## INSTRUCTION
Please locate each line in the entries below that contains the word "Target", and copy those lines out. Case counts when matching.

**** EXTRACTED MATERIAL ****

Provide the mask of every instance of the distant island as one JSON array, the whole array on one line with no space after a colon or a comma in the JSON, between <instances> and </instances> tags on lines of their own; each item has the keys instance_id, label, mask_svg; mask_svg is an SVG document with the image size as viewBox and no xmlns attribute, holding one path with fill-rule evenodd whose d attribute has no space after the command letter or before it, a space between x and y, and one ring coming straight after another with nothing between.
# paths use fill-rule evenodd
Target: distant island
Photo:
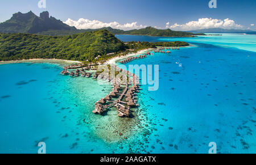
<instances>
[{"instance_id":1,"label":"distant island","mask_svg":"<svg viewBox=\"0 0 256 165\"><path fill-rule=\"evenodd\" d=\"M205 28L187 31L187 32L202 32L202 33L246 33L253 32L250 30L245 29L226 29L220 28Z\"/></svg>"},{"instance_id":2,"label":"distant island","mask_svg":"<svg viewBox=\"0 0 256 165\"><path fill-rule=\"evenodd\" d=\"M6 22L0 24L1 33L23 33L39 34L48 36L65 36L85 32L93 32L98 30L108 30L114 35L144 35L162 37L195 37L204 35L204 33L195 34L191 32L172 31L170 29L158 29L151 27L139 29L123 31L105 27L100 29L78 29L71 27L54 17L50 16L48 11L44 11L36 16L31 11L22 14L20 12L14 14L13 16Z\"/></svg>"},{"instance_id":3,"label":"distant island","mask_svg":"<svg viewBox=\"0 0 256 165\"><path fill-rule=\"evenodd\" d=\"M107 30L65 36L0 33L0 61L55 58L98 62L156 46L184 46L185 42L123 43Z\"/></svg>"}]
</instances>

****
**** EXTRACTED MATERIAL ****

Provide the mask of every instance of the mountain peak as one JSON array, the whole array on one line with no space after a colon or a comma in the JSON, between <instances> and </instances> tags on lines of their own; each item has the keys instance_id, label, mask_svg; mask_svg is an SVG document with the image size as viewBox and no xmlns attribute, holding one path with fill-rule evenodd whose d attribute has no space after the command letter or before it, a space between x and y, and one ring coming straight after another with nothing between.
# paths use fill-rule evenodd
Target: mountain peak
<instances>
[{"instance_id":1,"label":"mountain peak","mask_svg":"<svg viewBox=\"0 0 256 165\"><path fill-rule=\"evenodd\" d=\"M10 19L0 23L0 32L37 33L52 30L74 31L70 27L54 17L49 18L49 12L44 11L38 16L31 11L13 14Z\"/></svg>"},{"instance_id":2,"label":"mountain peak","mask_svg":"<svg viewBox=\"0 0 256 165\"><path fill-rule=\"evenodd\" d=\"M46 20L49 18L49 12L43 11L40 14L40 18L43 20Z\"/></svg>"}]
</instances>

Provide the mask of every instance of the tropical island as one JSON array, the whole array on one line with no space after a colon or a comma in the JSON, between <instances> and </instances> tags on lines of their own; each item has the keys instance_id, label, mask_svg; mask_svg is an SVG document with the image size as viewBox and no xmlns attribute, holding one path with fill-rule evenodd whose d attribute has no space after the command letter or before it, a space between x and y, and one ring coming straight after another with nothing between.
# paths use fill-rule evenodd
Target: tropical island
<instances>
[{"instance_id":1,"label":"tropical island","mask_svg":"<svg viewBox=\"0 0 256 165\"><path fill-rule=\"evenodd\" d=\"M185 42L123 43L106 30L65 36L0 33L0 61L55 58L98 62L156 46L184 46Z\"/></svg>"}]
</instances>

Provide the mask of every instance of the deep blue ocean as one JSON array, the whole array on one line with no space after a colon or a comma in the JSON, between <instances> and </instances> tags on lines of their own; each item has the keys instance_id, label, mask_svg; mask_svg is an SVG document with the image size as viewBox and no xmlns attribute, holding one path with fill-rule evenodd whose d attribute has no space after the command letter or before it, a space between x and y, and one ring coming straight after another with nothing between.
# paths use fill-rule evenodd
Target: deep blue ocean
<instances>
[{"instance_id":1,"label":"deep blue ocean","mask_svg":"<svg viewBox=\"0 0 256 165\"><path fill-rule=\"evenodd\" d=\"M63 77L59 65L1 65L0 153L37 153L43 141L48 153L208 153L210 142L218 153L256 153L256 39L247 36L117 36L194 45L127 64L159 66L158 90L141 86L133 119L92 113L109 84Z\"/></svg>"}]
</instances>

****

## REPLY
Target: distant island
Target: mountain peak
Target: tropical island
Target: deep blue ocean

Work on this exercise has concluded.